### Entries provided

'''

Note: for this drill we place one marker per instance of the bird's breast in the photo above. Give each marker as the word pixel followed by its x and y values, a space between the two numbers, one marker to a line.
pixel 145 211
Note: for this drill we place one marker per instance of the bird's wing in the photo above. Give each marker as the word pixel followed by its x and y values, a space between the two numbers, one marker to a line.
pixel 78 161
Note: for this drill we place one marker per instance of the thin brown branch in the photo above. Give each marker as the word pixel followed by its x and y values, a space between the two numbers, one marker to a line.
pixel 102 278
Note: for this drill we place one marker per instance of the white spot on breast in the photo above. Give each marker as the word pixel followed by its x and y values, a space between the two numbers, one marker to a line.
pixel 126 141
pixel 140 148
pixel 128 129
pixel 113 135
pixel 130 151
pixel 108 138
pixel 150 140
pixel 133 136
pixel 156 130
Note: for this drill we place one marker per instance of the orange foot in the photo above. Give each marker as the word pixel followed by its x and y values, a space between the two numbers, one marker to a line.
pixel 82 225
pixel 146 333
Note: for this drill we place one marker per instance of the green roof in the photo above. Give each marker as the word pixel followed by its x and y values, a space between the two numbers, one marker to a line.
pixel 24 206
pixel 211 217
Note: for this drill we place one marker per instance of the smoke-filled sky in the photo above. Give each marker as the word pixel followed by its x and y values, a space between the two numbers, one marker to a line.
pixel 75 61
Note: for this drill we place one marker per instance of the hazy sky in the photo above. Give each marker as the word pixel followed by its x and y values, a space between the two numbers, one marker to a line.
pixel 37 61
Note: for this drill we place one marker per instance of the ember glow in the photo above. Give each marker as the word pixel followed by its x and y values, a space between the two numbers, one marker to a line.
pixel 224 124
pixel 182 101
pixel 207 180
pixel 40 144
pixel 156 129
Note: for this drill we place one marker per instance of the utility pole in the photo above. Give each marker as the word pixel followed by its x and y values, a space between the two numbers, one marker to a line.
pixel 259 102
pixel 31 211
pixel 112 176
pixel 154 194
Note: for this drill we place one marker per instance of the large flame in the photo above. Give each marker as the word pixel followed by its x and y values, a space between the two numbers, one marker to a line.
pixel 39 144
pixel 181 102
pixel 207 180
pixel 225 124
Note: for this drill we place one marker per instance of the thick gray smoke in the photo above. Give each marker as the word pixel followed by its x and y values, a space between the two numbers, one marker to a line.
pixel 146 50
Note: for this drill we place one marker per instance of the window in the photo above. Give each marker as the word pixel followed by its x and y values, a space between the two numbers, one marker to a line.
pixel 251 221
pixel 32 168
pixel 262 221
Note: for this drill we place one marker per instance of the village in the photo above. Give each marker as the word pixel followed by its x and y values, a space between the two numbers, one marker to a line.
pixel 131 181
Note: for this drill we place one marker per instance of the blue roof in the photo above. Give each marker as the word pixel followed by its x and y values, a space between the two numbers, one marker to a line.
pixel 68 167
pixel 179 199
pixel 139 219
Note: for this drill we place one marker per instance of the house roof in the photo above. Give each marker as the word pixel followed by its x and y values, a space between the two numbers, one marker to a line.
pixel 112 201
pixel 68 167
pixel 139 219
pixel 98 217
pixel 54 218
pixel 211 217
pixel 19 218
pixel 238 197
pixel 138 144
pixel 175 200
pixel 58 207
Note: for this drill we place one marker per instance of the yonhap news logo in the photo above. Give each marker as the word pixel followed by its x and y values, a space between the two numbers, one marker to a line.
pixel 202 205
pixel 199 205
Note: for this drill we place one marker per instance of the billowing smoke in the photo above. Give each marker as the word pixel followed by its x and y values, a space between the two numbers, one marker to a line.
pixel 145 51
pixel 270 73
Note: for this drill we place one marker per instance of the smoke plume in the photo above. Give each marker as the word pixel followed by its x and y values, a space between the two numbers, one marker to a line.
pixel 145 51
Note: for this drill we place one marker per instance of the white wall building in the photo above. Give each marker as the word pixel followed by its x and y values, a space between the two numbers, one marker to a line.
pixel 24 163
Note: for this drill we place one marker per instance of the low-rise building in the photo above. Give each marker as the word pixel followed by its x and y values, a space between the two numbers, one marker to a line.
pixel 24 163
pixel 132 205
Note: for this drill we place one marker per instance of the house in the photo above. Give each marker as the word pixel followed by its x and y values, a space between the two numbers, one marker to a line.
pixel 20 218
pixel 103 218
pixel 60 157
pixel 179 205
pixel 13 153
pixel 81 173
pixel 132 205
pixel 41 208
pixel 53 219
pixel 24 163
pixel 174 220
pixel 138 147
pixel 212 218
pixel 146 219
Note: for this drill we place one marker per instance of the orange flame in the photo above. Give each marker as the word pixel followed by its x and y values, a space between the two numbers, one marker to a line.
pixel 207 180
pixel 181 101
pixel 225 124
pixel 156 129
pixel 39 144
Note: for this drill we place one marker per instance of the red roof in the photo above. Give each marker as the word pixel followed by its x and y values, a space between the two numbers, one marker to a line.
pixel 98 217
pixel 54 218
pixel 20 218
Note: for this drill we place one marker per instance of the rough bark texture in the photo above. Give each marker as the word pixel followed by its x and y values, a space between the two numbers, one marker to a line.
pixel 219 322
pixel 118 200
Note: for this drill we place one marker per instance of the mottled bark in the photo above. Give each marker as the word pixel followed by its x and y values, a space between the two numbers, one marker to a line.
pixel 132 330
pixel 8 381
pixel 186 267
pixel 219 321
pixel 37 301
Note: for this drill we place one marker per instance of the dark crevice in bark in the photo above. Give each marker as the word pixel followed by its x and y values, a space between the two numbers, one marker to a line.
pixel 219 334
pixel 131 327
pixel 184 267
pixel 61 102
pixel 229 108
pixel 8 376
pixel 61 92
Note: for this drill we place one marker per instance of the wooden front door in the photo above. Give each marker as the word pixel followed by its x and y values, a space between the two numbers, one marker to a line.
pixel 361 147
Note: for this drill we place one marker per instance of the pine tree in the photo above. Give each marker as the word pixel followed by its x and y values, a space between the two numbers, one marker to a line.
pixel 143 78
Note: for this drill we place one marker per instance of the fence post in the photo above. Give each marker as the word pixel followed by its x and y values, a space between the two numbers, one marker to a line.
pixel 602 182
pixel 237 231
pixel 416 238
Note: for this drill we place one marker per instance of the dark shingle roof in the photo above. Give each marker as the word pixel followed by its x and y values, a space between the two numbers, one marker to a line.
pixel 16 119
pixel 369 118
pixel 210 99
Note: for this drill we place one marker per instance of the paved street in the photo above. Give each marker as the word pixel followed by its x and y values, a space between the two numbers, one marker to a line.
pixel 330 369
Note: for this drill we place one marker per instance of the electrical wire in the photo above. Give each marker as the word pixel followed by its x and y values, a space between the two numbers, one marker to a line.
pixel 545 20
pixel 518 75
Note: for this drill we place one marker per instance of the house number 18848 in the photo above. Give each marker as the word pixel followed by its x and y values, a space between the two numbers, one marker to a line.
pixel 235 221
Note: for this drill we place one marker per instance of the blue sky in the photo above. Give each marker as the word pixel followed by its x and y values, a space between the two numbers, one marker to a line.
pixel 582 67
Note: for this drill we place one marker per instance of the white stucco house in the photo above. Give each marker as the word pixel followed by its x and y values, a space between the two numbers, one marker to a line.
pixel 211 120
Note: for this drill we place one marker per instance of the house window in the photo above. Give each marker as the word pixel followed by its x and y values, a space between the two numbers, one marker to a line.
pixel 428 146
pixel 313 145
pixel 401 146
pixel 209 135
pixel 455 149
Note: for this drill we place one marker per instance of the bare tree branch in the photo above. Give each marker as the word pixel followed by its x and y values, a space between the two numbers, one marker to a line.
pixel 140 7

'''
'''

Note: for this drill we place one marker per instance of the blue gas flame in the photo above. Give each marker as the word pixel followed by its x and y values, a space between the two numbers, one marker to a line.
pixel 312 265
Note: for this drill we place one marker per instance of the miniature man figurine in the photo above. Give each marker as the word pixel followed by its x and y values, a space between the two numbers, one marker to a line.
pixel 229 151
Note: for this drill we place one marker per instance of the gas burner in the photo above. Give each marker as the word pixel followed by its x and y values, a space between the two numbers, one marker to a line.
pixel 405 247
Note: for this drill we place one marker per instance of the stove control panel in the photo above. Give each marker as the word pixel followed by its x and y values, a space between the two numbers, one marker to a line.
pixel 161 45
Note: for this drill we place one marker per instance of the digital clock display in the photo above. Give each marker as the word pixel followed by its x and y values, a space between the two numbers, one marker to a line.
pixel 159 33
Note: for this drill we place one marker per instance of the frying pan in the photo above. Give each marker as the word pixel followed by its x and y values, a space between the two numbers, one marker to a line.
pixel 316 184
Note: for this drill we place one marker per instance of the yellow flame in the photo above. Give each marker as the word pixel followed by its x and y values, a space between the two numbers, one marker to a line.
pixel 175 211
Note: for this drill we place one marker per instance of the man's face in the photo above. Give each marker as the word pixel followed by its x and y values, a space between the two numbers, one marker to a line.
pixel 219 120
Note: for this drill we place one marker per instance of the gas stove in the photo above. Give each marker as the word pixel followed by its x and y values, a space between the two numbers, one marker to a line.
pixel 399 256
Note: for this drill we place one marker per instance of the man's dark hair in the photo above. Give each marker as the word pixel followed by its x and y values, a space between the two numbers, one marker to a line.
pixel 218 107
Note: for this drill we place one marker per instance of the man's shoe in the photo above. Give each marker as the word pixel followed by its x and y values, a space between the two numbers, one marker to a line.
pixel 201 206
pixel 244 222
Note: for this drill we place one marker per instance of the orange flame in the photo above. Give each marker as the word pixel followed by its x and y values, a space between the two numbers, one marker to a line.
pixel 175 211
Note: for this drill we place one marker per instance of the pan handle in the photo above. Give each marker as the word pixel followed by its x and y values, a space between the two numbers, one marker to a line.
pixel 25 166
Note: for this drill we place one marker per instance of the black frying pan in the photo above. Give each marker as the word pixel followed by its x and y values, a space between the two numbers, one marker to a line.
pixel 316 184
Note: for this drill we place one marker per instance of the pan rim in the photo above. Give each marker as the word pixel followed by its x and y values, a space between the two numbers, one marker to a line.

'''
'''

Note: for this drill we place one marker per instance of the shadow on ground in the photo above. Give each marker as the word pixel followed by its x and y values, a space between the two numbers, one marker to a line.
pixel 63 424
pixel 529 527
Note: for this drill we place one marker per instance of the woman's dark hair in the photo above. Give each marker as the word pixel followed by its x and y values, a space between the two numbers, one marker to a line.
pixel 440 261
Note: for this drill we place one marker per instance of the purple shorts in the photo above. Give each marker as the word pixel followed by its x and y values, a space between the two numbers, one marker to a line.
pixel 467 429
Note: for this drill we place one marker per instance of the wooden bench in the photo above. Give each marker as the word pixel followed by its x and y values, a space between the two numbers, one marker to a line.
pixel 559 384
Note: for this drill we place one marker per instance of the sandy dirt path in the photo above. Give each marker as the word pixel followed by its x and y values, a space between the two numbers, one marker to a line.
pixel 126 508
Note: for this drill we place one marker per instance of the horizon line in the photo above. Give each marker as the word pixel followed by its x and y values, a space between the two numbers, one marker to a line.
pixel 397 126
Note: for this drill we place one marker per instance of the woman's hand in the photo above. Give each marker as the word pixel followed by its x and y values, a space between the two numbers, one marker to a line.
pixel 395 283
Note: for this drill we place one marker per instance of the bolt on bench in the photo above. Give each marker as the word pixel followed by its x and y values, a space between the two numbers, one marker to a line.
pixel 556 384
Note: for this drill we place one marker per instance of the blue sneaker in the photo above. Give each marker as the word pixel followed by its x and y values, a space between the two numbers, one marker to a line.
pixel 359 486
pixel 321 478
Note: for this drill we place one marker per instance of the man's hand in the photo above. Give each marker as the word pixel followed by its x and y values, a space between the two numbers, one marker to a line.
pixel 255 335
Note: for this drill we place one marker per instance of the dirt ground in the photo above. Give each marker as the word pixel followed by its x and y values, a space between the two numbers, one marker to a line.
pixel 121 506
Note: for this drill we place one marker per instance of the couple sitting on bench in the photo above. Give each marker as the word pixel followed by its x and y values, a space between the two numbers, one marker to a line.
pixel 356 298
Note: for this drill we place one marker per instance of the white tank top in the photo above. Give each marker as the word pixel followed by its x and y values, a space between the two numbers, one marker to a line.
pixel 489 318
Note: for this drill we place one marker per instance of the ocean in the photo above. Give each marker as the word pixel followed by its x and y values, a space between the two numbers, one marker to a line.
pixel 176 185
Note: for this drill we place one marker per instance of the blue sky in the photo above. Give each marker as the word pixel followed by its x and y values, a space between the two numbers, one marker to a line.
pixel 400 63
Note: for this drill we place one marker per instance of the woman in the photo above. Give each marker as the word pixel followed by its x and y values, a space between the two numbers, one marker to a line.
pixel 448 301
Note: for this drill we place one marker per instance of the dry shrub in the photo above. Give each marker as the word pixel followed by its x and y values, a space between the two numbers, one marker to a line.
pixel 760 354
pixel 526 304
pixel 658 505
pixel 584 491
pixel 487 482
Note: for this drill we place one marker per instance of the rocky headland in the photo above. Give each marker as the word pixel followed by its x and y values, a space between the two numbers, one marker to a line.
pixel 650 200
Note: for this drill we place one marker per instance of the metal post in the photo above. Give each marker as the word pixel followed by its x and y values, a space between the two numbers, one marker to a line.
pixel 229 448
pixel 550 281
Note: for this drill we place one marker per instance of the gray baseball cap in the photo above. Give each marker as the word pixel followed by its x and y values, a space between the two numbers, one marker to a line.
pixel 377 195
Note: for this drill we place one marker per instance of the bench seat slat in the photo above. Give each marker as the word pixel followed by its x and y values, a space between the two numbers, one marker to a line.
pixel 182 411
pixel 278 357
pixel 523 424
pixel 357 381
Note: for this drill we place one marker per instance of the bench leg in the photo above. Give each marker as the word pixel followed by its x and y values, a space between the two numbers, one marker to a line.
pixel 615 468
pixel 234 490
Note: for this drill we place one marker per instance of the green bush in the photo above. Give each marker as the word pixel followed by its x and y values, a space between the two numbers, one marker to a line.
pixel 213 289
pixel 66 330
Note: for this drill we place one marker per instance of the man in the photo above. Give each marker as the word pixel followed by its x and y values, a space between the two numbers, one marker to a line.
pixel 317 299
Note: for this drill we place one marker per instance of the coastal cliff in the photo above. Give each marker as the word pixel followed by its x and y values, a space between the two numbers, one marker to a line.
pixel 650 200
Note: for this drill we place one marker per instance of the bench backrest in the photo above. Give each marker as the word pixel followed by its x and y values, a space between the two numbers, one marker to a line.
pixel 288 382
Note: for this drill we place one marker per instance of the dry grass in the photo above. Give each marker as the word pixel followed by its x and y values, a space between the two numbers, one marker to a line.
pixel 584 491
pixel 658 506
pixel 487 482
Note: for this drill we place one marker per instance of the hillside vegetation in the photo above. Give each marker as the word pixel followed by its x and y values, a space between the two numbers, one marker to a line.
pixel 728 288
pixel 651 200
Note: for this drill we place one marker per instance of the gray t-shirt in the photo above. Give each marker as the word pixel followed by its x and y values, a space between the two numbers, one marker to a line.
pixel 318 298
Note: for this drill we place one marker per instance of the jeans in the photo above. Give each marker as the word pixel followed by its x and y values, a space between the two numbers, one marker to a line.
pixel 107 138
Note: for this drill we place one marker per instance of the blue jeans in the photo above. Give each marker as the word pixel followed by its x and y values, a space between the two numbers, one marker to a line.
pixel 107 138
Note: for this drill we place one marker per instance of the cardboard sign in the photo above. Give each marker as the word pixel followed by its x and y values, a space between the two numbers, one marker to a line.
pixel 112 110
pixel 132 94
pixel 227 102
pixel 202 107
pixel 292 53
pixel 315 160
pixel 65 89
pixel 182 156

'''

### Stated exercise
Copy out the records word for word, starting at the line that contains "of the large" and stopping after the line that contains "pixel 131 181".

### Result
Note: for this drill we place one marker per instance of the large flame in the photo above. Give each marker as the word pixel followed by its x and y values, a space between the two numbers, one marker to a line.
pixel 39 144
pixel 181 102
pixel 207 180
pixel 225 124
Note: for this drill we place one marker per instance of the thick gray smoke in the photo above. Give each marker as the word pixel followed by its x and y values, a space between the two numbers, one marker to a line.
pixel 146 50
Note: for this drill we place one marker per instance of the window in the photo above. Give each marker as the word pixel followed by its x and y values, a space between the two numbers, one marker to a line.
pixel 251 221
pixel 32 168
pixel 262 221
Note: for this drill we place one marker per instance of the village in the photo above. Give each marker as the word pixel followed by its x and y values, a space between the two numbers, one marker to a line.
pixel 131 181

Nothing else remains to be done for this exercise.